:: Direction a ::
Count the lines in the records that contain the string "wooden", treating uppercase and lowercase as different, and reply with that number alone.

:: Page excerpt ::
☆ ☆ ☆ ☆ ☆

Good Morning,

I wanted to write y’all to provide a free resource. One of Alana and I’s favorite pastors, David Platt of Brook Hills Church in Birmingham, AL spoke passionately at the US Staff Conference we just returned from. Here is a link that gives you free access to David’s talk, as well talks from Francis Chan, international president of Campus Crusade for Christ Steve Douglass, CCC US VP Steve Sellers:

http://www.ccci.org/csu/index.htm

Scroll down through the talks, David’s talk is last.

I highly recommend his two books, that craft the argument that Jesus saves us from American Dream and His grace should move us to radical abandonment to follow after Him. Here’s the Amazon link to his two books, one for personal growth (Radical), the other how to pursue Christ as a church (Radical Together) :

Amazon for David Platt

Thank you and hope you can enjoy.

Pretty intense...

Good Morning,

I hope everyone is well and I have been reading through Deuteronomy wanted to highlight a thought:

18“And when he sits on the throne of his kingdom, he shall write for himself in a book a copy of this law, approved by the Levitical priests. 19And it shall be with him, and he shall read in it all the days of his life, that he may learn to fear the LORD his God by keeping all the words of this law and these statutes, and doing them, 20that his heart may not be lifted up above his brothers, and that he may not turn aside from the commandment, either to the right hand or to the left, so that he may continue long in his kingdom, he and his children, in Israel.”

☆ ☆ ☆ ☆ ☆

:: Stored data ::
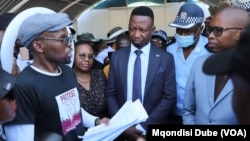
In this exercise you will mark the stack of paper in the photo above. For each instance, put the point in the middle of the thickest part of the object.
(131, 113)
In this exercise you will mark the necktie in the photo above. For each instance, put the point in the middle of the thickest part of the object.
(137, 77)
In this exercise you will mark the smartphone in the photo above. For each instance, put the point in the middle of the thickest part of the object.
(110, 54)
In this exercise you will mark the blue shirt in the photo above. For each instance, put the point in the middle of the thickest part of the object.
(183, 67)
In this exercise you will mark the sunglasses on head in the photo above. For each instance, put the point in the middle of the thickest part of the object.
(217, 31)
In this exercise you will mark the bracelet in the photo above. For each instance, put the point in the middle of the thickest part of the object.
(97, 121)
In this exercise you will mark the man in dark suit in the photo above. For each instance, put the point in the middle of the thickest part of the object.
(158, 84)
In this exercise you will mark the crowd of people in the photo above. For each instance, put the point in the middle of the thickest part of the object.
(186, 80)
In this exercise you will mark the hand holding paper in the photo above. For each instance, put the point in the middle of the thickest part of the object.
(131, 113)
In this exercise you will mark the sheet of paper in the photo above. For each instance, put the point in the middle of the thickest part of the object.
(130, 113)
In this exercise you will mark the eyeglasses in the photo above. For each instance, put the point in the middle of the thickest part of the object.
(66, 39)
(157, 41)
(84, 56)
(217, 31)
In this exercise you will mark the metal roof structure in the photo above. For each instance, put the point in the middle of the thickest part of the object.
(72, 7)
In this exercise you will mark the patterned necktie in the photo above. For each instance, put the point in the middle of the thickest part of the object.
(137, 77)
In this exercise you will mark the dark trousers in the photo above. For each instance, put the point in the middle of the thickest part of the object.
(175, 119)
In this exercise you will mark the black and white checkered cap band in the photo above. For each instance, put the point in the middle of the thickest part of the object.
(244, 5)
(189, 20)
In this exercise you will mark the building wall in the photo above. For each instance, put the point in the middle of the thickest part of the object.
(100, 21)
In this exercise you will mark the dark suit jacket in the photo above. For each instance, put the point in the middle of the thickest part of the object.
(160, 90)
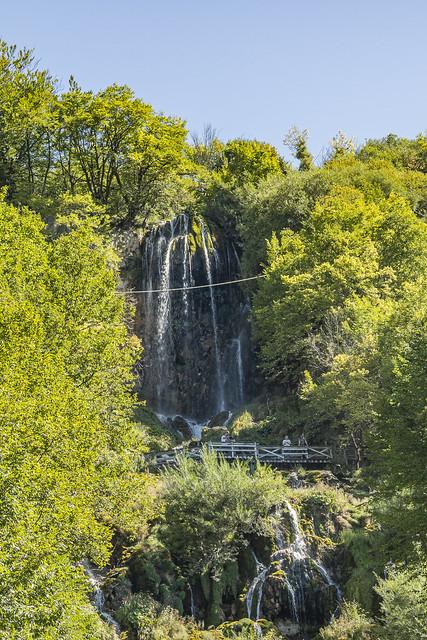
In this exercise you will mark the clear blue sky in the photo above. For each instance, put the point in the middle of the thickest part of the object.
(251, 68)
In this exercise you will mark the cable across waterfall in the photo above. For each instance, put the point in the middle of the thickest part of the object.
(196, 342)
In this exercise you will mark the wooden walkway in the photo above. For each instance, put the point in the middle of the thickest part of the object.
(276, 456)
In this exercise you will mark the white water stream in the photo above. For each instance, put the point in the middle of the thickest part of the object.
(220, 381)
(296, 561)
(98, 597)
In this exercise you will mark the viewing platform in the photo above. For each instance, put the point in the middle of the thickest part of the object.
(276, 456)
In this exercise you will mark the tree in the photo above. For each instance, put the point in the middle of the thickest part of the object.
(403, 596)
(399, 438)
(67, 470)
(240, 502)
(348, 249)
(296, 140)
(118, 149)
(27, 122)
(352, 624)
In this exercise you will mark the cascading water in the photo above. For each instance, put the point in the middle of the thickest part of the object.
(196, 341)
(256, 589)
(300, 572)
(220, 380)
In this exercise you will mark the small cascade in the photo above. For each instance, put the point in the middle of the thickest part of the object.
(196, 340)
(300, 572)
(256, 589)
(192, 605)
(240, 370)
(220, 380)
(98, 597)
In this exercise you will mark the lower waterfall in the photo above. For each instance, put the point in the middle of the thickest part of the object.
(99, 599)
(298, 568)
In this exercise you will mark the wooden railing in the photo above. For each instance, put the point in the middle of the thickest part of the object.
(277, 456)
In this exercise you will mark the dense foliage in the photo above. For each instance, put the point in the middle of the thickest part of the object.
(67, 445)
(340, 325)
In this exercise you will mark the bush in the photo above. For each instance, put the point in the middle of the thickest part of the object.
(404, 604)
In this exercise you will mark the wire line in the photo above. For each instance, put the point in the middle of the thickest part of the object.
(198, 286)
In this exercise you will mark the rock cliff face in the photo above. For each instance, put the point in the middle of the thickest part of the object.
(196, 341)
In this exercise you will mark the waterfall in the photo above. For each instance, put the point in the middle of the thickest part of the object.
(98, 597)
(256, 589)
(194, 361)
(220, 381)
(240, 370)
(298, 566)
(163, 333)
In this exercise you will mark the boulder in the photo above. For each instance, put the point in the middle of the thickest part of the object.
(180, 424)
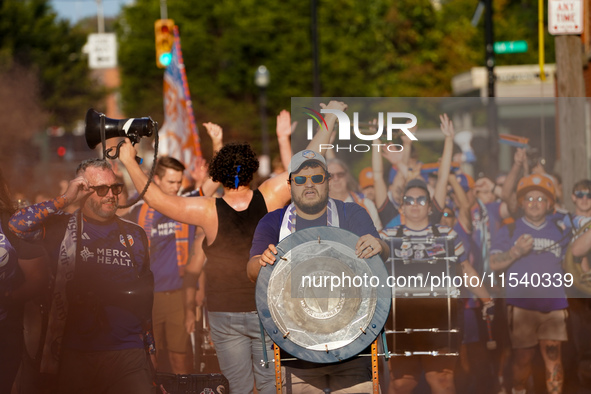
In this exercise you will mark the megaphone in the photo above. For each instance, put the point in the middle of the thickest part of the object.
(132, 128)
(464, 140)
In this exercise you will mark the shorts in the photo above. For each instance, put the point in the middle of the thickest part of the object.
(99, 372)
(351, 376)
(415, 365)
(168, 320)
(527, 327)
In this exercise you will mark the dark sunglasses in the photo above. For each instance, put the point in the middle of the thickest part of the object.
(338, 175)
(302, 179)
(102, 190)
(408, 200)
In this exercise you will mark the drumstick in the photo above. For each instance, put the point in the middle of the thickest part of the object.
(491, 344)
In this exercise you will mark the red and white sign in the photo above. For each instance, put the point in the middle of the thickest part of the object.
(565, 16)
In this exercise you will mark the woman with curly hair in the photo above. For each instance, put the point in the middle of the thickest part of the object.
(23, 272)
(229, 223)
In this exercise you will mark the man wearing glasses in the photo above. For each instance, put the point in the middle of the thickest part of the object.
(534, 248)
(311, 207)
(100, 318)
(405, 372)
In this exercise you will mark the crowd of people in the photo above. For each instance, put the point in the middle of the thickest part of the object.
(122, 289)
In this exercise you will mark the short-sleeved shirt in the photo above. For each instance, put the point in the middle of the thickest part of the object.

☆ ☆ ☆ ☆ ☆

:: Direction b ::
In the page excerpt, which of David Platt's two books is meant for personal growth?

:: Complete output a ::
2

:: Complete output b ::
Radical